■ **抽出テキスト**:
□ □ □ □ □ □ □
はじめに
こんにちは。テクノロジー統括本部CTO室の内田です。
私は2023年12月にバイセルへ中途入社し、現在セキュリティグループのグループマネージャーを務めています。主な責務は、「プロダクトセキュリティ」と「社内の情報セキュリティ」の両面から、全社及びグループ会社を含めたリスクマネジメントを推進することです。
入社からこれまで ~セキュリティ対策推進と成果~
バイセルではセキュリティ面の対応指標・可視化について、Secure SketCH(セキュアスケッチ)というセキュリティ評価サービスを利用しています。入社後の2024年はセキュリティ面の対応指標の可視化や改善に主に取り組んできました。詳しくは過去の記事をご参照ください。*1
今後 ~新たな挑戦~
2025年はさらに視野を広げ、自社に限定した対応ではなく「グループ会社全体の情報セキュリティ統制」に取り組んでいます。この記事では、グループ全体の統制対応の基礎(導入フェーズ)を通じて得た対応ナレッジや学びについて共有させていただきます。
なお、本記事ではバイセルグループ全体のセキュリティ戦略に関わる内容を含むため、詳細情報の記載を控えさせていただく部分があることをあらかじめご了承ください。
概要
グループ統制とは?
情報セキュリティにおけるグループ統制とは、企業グループ全体で情報資産を適切に管理し、セキュリティリスクを最小限に抑えるための包括的な取り組みのことを言います。

主な目的としては、
・グループ全体での統一的なセキュリティ対策の実施(セキュリティレベルの底上げ)
・セキュリティ意識の向上
・グループ各社ごとのリスクの可視化
・サプライチェーンにおける情報漏えいやサイバー攻撃からの防御(リスク対応)
などがあります。
一方で、グループ各社を巻き込む上で現実的な課題もあります。
・各社一律の施策導入は現実的に困難(各社のIT導入状況に応じた段階的アプローチが必要)
・対応リソースの制約
・IT・セキュリティ予算の制約
・利害関係者との協力関係構築の必要性
・効率的な推進ノウハウを持つ人材の不足
このように、各社へのセキュリティ対応を推進し実現に至るには、さまざまな状況を勘案しつつ、「ヒト・モノ・カネ(予算)」の調整をするという多くの課題があります。これらに向き合い、リードし、乗り越えていく力が必要な領域です。グループ統制対応は、リードできる人材育成もまた難しいですが、経験をすることで、専門性・知見を重ねられる領域でもあります。
課題・背景
バイセルは、着物や貴金属をはじめとした総合リユース事業を主軸としています。それに加え、事業の圧倒的な成長と社会的価値の最大化を実現するため、M&A戦略を重要な経営戦略と位置付けています。過去の実績はバイセルサイトに記載の通り、2020年の「タイムレス」のグループジョインを皮切りに「フォーナイン」「日創」「むすび」と続き、そして昨年2024年は”買取 福ちゃん”を運営する「レクストホールディングス」がグループジョインしました。特にレクストホールディングスのグループ参画は、リユース業界で大きな話題となったことは記憶に新しいかと思います。
□ □ □ □ □ □ □
■ **取り組む作業**:
1 > 抽出テキストでバイセルにグループジョインした会社として挙がっている名前は何ですか?すべて書き出してください。
2 > 抽出テキストの一文「情報セキュリティにおけるグループ統制とは、企業グループ全体で情報資産を適切に管理し、セキュリティリスクを最小限に抑えるための包括的な取り組みのことを言います。」を英語に訳してください。
3 > 抽出テキストについて、次の問いに答えてください。
(a) 筆者がバイセルに中途入社したのはいつですか?
(b) バイセルがセキュリティ評価に利用しているサービスの名前は何ですか?
(c) バイセルが重要な経営戦略と位置付けているのは何の戦略ですか?
各行はいずれの作業にも使いません。

■ **データ欄**:
□ □ □ □ □ □ □
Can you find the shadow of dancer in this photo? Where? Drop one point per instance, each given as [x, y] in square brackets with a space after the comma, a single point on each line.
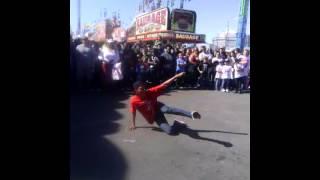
□ □ □ □ □ □ □
■ **解答一覧**:
1 >
タイムレス
フォーナイン
日創
むすび
レクストホールディングス

2 > Group control in information security refers to a comprehensive effort to properly manage information assets across an entire corporate group and to minimize security risks.

3 >
(a) 2023年12月
(b) Secure SketCH(セキュアスケッチ)
(c) M&A戦略